===== Material for the task

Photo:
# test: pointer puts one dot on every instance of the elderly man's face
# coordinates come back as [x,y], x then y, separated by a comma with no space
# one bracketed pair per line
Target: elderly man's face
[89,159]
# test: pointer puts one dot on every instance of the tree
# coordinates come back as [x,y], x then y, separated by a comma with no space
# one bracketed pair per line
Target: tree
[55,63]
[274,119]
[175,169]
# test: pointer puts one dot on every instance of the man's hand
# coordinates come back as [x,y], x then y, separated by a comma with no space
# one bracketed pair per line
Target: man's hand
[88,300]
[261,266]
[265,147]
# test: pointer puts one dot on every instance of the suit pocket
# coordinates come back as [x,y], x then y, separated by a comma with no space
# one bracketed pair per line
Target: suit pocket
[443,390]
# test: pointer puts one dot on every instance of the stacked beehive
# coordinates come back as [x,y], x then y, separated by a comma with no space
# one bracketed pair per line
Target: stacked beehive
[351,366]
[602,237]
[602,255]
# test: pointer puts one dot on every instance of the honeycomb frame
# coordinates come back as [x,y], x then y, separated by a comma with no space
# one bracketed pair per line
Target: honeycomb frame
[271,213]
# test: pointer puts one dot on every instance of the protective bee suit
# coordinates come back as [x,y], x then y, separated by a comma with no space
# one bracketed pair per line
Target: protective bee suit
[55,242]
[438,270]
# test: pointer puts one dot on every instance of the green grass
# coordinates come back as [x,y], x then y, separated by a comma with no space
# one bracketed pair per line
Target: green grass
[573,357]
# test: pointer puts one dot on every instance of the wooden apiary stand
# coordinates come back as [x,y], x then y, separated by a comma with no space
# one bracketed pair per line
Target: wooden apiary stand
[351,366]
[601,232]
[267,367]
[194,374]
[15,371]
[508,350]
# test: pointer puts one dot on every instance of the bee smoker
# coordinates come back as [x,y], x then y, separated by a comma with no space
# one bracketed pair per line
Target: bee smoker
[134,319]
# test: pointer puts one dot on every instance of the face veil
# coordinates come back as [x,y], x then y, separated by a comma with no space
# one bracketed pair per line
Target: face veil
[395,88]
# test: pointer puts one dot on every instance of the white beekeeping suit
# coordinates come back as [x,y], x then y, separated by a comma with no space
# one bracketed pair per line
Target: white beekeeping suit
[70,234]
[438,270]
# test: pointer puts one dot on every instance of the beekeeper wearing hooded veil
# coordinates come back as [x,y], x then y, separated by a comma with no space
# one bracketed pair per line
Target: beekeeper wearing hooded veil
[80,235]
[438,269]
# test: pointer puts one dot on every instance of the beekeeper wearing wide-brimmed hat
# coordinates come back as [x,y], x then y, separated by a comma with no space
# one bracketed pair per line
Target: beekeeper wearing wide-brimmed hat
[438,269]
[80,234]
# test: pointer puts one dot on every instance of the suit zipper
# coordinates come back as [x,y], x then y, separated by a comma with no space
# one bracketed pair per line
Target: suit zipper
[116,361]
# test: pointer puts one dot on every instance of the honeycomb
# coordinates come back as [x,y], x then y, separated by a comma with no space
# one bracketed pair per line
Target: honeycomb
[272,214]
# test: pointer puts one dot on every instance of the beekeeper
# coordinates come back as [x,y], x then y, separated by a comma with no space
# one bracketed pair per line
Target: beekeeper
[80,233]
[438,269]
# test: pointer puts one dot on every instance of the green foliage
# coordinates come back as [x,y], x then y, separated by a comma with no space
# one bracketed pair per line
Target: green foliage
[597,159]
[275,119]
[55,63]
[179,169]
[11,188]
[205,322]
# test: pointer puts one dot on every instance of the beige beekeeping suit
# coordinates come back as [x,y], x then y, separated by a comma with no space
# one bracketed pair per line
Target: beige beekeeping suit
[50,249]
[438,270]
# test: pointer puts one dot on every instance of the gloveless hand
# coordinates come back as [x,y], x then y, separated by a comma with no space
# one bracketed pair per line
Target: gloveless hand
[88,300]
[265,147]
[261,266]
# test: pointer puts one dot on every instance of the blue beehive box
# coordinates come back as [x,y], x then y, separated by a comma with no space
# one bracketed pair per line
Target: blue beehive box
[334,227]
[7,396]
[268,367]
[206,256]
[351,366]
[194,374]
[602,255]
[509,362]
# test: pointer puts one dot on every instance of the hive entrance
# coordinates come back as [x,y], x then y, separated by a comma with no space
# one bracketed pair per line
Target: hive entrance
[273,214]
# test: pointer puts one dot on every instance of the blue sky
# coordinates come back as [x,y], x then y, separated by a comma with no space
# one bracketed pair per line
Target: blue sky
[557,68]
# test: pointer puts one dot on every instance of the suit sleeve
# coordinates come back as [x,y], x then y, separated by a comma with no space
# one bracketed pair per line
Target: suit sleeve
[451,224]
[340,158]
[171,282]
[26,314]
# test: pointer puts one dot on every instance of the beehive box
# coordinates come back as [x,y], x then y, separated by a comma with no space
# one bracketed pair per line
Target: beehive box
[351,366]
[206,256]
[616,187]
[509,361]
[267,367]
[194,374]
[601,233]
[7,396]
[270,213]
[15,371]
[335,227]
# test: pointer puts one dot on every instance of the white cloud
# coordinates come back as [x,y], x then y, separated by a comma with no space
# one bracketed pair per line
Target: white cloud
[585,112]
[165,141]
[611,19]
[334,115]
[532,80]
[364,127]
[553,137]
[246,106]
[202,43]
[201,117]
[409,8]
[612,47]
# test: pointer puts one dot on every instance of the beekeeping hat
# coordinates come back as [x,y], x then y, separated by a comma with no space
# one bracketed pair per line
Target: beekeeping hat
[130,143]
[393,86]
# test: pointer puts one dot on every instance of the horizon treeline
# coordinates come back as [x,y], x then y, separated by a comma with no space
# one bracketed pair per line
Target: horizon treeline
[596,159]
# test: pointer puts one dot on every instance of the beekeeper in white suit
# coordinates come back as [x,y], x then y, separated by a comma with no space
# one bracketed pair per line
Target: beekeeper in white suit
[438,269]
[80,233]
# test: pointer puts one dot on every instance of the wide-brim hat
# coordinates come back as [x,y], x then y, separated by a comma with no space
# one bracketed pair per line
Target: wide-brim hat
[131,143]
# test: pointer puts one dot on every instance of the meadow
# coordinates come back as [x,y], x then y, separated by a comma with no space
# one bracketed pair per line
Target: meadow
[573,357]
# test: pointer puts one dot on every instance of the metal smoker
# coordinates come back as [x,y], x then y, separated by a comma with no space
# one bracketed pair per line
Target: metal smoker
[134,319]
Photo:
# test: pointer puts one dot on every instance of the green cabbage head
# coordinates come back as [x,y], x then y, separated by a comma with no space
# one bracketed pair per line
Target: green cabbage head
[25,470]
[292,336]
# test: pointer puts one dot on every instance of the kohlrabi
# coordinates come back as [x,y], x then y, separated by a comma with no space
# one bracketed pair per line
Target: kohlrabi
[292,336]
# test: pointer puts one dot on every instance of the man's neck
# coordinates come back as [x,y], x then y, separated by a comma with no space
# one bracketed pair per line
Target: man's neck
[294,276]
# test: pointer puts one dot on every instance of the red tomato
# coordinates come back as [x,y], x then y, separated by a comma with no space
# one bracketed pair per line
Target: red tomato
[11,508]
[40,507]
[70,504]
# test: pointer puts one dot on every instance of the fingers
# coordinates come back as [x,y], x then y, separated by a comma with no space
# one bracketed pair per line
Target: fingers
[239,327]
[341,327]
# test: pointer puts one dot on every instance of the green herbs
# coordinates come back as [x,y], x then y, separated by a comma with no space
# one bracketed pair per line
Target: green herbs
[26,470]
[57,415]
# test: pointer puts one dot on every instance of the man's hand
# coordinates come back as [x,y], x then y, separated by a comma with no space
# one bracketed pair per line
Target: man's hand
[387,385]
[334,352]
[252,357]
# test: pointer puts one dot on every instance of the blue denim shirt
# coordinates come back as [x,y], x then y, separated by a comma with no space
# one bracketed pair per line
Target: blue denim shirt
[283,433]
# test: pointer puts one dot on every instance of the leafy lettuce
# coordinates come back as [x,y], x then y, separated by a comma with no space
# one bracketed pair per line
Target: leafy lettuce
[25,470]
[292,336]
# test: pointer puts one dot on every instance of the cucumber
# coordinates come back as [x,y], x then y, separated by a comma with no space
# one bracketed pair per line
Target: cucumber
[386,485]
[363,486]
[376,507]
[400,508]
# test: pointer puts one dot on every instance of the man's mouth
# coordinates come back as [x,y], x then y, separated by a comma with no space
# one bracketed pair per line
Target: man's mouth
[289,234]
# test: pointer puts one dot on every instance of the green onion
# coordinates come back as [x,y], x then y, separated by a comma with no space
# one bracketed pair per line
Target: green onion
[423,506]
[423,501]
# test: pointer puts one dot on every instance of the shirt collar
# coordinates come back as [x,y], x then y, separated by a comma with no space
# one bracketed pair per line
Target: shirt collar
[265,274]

==========
===== Material for the task

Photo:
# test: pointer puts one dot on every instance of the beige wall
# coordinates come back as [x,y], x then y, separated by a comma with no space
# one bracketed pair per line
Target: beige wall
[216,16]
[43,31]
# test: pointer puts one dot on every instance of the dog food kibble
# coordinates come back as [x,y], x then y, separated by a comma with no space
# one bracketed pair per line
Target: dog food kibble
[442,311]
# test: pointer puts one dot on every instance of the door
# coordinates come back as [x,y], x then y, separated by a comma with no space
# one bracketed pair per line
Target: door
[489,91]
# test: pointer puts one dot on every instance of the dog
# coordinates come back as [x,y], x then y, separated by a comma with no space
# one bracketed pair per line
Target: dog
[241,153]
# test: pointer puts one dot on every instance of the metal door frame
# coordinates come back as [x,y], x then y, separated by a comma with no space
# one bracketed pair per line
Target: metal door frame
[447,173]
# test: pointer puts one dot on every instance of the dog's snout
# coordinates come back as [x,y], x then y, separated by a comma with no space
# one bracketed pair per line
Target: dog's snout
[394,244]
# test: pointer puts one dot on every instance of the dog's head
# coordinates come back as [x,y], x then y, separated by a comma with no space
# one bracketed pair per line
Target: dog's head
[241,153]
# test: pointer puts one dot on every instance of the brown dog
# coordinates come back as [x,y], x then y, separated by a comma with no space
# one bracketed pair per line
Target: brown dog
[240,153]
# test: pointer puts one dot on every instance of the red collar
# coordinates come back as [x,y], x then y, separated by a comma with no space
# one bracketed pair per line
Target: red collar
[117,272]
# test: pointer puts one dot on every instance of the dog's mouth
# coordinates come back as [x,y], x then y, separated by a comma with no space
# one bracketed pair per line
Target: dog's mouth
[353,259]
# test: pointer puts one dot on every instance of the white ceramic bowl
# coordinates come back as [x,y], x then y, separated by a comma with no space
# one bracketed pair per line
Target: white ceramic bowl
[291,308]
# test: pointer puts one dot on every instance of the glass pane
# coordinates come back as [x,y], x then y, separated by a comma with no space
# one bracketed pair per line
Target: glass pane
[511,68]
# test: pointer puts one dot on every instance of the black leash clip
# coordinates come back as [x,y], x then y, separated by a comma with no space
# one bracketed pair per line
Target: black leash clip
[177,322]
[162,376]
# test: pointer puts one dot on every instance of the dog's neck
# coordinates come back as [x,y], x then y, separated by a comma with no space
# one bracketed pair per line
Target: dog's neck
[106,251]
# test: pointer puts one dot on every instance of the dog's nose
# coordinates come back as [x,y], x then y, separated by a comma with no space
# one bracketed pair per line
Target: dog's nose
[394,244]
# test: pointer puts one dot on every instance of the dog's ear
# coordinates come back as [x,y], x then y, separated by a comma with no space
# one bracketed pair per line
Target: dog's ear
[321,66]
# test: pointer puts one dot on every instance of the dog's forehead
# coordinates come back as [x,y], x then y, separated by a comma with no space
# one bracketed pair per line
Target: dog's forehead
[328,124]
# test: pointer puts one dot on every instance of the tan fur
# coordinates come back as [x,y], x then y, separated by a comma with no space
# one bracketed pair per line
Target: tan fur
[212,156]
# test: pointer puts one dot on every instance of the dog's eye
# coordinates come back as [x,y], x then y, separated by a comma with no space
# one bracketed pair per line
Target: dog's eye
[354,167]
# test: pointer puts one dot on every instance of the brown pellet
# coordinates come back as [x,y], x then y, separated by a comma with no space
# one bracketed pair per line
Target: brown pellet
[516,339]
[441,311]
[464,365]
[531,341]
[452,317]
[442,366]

==========
===== Material for the task

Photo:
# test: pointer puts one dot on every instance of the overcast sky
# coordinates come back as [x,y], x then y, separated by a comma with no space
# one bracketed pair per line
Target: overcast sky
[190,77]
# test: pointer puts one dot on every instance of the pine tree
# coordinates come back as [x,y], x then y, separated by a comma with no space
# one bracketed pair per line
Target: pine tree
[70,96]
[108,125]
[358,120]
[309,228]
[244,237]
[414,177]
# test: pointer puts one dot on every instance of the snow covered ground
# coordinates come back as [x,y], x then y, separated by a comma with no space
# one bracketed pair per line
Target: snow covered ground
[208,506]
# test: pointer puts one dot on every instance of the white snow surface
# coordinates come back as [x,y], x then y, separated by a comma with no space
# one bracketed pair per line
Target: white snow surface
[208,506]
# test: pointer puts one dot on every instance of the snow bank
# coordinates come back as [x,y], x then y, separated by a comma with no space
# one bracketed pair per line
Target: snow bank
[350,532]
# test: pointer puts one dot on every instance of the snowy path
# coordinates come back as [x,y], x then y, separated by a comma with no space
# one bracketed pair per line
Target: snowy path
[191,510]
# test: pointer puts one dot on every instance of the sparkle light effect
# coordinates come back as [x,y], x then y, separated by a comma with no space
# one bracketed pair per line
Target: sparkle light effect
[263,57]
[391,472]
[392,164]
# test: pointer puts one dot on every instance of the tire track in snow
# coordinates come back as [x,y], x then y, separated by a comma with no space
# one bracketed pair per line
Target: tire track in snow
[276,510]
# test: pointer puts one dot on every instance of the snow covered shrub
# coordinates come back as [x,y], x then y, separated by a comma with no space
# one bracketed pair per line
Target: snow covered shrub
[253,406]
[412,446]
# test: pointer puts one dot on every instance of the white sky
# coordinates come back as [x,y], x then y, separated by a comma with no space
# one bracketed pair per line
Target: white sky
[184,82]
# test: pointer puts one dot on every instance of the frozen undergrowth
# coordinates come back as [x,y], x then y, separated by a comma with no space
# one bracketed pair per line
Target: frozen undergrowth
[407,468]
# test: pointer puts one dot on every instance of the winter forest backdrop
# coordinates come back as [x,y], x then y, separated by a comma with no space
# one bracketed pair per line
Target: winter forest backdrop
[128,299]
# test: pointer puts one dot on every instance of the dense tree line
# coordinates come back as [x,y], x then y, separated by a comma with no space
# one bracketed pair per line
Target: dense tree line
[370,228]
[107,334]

==========

What you will do: Pick out each line of the items above that contains the word "frame".

Task answer:
# test: pointer puts one dot on every instance of the honeycomb frame
Target: honeycomb frame
# test: pointer puts one dot on every instance of the metal door frame
Target: metal door frame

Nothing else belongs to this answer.